> WHAT YOU SHOULD DO:
Among the lines below, copy each one in which "white" appears.

> DATA FOR ANALYSIS:
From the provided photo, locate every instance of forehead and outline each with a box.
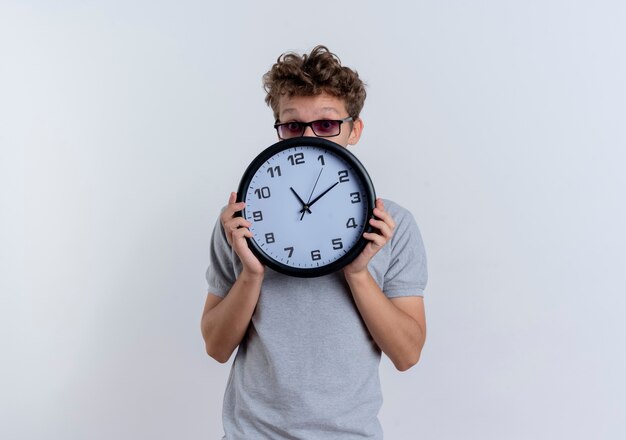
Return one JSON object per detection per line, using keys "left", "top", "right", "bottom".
{"left": 278, "top": 93, "right": 348, "bottom": 120}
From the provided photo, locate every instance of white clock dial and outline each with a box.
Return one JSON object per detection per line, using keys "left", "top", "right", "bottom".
{"left": 238, "top": 138, "right": 375, "bottom": 277}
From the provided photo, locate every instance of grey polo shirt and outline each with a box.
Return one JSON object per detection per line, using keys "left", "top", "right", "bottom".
{"left": 206, "top": 199, "right": 428, "bottom": 439}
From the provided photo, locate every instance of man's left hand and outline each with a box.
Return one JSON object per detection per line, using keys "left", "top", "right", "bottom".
{"left": 343, "top": 198, "right": 395, "bottom": 276}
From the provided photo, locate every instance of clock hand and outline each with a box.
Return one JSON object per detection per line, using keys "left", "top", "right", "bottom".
{"left": 300, "top": 168, "right": 324, "bottom": 221}
{"left": 290, "top": 187, "right": 312, "bottom": 214}
{"left": 305, "top": 168, "right": 324, "bottom": 204}
{"left": 299, "top": 181, "right": 339, "bottom": 213}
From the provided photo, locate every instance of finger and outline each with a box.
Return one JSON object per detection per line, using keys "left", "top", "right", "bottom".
{"left": 223, "top": 200, "right": 246, "bottom": 217}
{"left": 221, "top": 193, "right": 246, "bottom": 223}
{"left": 228, "top": 192, "right": 245, "bottom": 209}
{"left": 363, "top": 231, "right": 387, "bottom": 248}
{"left": 224, "top": 217, "right": 252, "bottom": 232}
{"left": 222, "top": 217, "right": 251, "bottom": 245}
{"left": 373, "top": 203, "right": 396, "bottom": 231}
{"left": 231, "top": 227, "right": 254, "bottom": 242}
{"left": 231, "top": 229, "right": 259, "bottom": 266}
{"left": 369, "top": 218, "right": 394, "bottom": 239}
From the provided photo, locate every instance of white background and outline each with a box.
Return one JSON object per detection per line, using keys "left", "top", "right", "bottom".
{"left": 1, "top": 1, "right": 625, "bottom": 439}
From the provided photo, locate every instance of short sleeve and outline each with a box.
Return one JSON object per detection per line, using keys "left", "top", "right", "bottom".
{"left": 205, "top": 217, "right": 238, "bottom": 298}
{"left": 382, "top": 204, "right": 428, "bottom": 298}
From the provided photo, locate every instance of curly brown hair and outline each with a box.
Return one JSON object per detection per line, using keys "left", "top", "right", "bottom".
{"left": 263, "top": 45, "right": 367, "bottom": 121}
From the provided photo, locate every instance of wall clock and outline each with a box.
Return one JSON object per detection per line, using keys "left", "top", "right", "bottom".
{"left": 236, "top": 137, "right": 376, "bottom": 278}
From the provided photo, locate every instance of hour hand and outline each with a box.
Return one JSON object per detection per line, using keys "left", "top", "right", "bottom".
{"left": 290, "top": 187, "right": 312, "bottom": 214}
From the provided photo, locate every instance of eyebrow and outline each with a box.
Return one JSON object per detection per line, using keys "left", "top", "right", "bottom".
{"left": 281, "top": 107, "right": 342, "bottom": 117}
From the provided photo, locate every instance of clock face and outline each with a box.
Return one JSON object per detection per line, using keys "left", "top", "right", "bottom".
{"left": 237, "top": 137, "right": 376, "bottom": 278}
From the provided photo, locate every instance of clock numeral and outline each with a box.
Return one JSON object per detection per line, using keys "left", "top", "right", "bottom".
{"left": 346, "top": 217, "right": 358, "bottom": 229}
{"left": 311, "top": 250, "right": 321, "bottom": 261}
{"left": 338, "top": 170, "right": 350, "bottom": 183}
{"left": 265, "top": 232, "right": 275, "bottom": 244}
{"left": 267, "top": 166, "right": 282, "bottom": 178}
{"left": 284, "top": 246, "right": 294, "bottom": 258}
{"left": 252, "top": 211, "right": 263, "bottom": 222}
{"left": 332, "top": 238, "right": 343, "bottom": 250}
{"left": 288, "top": 152, "right": 305, "bottom": 165}
{"left": 254, "top": 186, "right": 271, "bottom": 199}
{"left": 317, "top": 154, "right": 325, "bottom": 166}
{"left": 349, "top": 192, "right": 361, "bottom": 204}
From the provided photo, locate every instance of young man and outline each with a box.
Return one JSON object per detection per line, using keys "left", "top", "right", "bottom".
{"left": 202, "top": 46, "right": 428, "bottom": 439}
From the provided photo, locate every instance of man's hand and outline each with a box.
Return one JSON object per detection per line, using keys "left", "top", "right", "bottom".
{"left": 220, "top": 192, "right": 265, "bottom": 277}
{"left": 202, "top": 192, "right": 265, "bottom": 363}
{"left": 341, "top": 198, "right": 424, "bottom": 371}
{"left": 343, "top": 198, "right": 396, "bottom": 276}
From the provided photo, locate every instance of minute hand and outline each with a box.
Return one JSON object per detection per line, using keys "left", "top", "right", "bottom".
{"left": 299, "top": 181, "right": 339, "bottom": 213}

> EXERCISE SOLUTION:
From the provided photo, locate every instance of white clock dial and outline each with a box.
From the provided photo, locate every instance of white background and outline each with a box.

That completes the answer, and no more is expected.